▶ [WHAT THE TASK REQUIRES]:
Output all of the data verbatim.

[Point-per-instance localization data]

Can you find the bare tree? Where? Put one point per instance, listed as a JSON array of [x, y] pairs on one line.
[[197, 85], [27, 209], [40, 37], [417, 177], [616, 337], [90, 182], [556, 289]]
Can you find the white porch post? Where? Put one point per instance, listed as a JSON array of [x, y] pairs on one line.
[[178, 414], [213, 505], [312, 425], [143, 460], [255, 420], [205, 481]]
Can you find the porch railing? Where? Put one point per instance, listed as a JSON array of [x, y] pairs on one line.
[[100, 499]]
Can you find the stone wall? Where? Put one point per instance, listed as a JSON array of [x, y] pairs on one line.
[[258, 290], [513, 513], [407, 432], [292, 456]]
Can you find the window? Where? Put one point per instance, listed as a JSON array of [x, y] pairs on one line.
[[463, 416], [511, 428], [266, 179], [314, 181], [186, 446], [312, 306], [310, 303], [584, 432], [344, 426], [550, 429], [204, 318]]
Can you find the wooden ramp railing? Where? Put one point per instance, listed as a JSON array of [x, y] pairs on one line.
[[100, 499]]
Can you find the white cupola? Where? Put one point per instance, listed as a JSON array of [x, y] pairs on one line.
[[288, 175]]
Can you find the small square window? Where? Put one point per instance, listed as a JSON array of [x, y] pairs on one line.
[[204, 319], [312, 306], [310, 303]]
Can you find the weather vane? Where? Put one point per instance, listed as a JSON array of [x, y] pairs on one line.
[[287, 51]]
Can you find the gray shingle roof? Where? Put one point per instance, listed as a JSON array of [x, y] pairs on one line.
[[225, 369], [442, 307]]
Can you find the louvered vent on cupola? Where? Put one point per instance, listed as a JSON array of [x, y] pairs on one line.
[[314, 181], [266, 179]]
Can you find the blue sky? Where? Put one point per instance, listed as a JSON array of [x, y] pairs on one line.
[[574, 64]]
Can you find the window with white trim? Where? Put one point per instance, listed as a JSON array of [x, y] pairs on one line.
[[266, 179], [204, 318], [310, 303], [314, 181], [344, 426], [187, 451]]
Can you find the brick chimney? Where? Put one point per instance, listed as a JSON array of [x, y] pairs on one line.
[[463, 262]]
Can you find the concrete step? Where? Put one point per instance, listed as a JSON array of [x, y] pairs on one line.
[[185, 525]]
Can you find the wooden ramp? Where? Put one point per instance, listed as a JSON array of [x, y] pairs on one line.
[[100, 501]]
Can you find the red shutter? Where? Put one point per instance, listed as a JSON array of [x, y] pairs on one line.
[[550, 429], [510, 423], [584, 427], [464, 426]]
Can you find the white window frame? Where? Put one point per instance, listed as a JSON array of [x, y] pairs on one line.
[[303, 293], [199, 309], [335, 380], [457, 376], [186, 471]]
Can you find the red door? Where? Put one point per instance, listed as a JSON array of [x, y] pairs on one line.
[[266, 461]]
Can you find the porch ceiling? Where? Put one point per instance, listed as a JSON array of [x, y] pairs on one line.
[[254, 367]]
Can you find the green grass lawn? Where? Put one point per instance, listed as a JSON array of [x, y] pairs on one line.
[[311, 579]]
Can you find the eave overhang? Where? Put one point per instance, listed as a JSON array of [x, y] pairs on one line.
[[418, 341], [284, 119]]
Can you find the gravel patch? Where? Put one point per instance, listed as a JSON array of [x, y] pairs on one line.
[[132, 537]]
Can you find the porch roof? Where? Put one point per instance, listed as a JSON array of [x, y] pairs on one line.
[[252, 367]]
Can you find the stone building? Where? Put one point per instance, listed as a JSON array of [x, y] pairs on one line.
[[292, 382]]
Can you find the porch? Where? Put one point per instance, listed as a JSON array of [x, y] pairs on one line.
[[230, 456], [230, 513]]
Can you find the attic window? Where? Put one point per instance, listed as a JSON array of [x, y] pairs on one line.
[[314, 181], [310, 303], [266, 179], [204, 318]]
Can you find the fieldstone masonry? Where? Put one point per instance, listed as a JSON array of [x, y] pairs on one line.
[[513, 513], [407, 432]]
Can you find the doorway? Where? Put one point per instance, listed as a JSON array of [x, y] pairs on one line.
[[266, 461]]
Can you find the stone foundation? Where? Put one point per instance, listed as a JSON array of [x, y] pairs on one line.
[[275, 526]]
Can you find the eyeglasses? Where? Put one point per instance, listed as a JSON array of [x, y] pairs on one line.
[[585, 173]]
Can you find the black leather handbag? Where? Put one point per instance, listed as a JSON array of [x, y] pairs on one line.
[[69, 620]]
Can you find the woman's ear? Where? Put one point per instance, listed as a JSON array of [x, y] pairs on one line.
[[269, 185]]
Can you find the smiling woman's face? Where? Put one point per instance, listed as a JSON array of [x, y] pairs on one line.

▶ [ANSWER BOX]:
Can you find the bare tree? Where? Put one point per instance, listed as a JSON array of [x, y] pairs on one line.
[[197, 85], [27, 209], [40, 37], [417, 177], [616, 337], [90, 182], [556, 289]]
Can you find the white porch post? Where? Put one point per instance, listed as a JSON array of [x, y] pairs on one line.
[[178, 414], [213, 505], [312, 425], [143, 460], [255, 420], [205, 481]]
Can you find the porch railing? Where? Put one point per instance, listed as a JSON array of [x, y] pairs on one line.
[[100, 499]]
Can you find the stone wall? Where? Put one point per instance, listed as a JSON array of [x, y] pairs on one line.
[[258, 290], [513, 513], [407, 432], [292, 456]]
Can you find the window? Where? Put one point per instance, listed as a JSON array of [x, y] pairs on one line.
[[463, 416], [511, 428], [266, 179], [314, 181], [186, 446], [312, 306], [310, 303], [584, 432], [344, 426], [550, 429], [204, 318]]
Can you find the wooden ramp railing? Where? Put one point per instance, listed as a JSON array of [x, y] pairs on one line.
[[100, 499]]
Can you find the white cupola? Where? Put one point per instance, listed as a JSON array of [x, y] pairs on one line.
[[288, 175]]
Can you find the small square window? Where? Put one point per instance, listed as a JSON array of [x, y] pairs on one line.
[[204, 319], [312, 306], [310, 303]]
Can you find the weather vane? Where? Put one point per instance, listed as a JSON array of [x, y] pairs on one line.
[[287, 51]]
Can you find the gray shingle roof? Where? Put one point per instance, listed as a JSON array of [x, y] pairs on one line.
[[225, 369], [442, 307]]
Can you find the louvered vent on cupola? Where? Put one point per instance, listed as a JSON array of [x, y] pairs on one line.
[[314, 181], [266, 179]]
Can you find the blue sky? Where? Put one point per instance, listed as a JSON array of [x, y] pairs on one line.
[[574, 64]]
Can you find the window with white trim? Where? Put one point per instance, listed as a JSON array of [x, y] pairs on one line.
[[266, 179], [204, 318], [310, 303], [314, 181], [344, 426], [187, 451]]
Can you find the brick chimney? Where? Put one point per instance, listed as a JSON array of [x, y] pairs on one line.
[[463, 262]]
Can you find the concrete step? Where? Put one point per instance, listed as a JSON array of [x, y] pairs on one line.
[[185, 525]]
Can you find the wooden ramp? Where? Put one point per instance, listed as a JSON array of [x, y] pairs on one line.
[[100, 501]]
Can you find the red shutter? Where? Put one point per instance, listed as a JSON array of [x, y] pairs on one line.
[[550, 429], [510, 423], [584, 427], [464, 426]]
Can you find the white window frame? Where? Put one point per instance, listed as a JSON array of [x, y] pairs on one line.
[[303, 293], [199, 309], [335, 380], [457, 376], [186, 471]]
Can you find the red door? Where? Put one point per instance, listed as a JSON array of [x, y] pairs on one line.
[[266, 461]]
Can you find the porch ceiling? Where? Put one point per instance, listed as a JSON array of [x, y] pairs on one line.
[[254, 367]]
Can you find the green grass lawn? Where? Put one point per instance, listed as a JSON array of [x, y] pairs on one line.
[[311, 579]]
Can you find the eave overhang? Where? Put one point per instance, listed as a JSON array of [x, y] pairs on one line.
[[418, 341], [284, 119]]
Can you find the gravel patch? Where? Put one point per instance, listed as a JSON array of [x, y] pairs on one line.
[[132, 537]]
Can you find the porch roof? Where? Put one point per instance, listed as a JSON array of [x, y] pairs on one line.
[[252, 367]]
Can you find the stone building? Where? Put one point per instance, listed as a JSON array of [x, y] pairs on one line.
[[292, 382]]
Can you find the porch? Where? Put one point per instance, listed as a JSON array of [x, y] pairs on one line.
[[230, 456], [230, 513]]
Can you find the attic window? Where? Put one point per instance, listed as a JSON array of [x, y] pairs on one line.
[[314, 181], [310, 303], [266, 179], [204, 318]]
Can you find the fieldstone masonry? Where? Put one point per instance, listed as a JSON array of [x, y] pairs on one line.
[[513, 513], [407, 432]]
Can you find the doorway? Where? Put one point per instance, listed as a JSON array of [x, y] pairs on one line.
[[266, 461]]
Can you find the stone foundation? Where? Put one point per instance, listed as a JSON array of [x, y] pairs on one line.
[[275, 526]]
Can you find the eyeglasses? Where? Put one point per instance, listed as a JSON array of [x, y] pairs on one line.
[[585, 173]]
Can you find the black leather handbag? Where? Put one point per instance, listed as a JSON array of [x, y] pairs on one line.
[[69, 620]]
Can you find the woman's ear? Where? Put one point per instance, listed as a JSON array of [x, y] pairs on one line.
[[269, 185]]
Can you find the smiling woman's face? Where? Put one point per instance, listed as a JSON array of [x, y] pairs on one line.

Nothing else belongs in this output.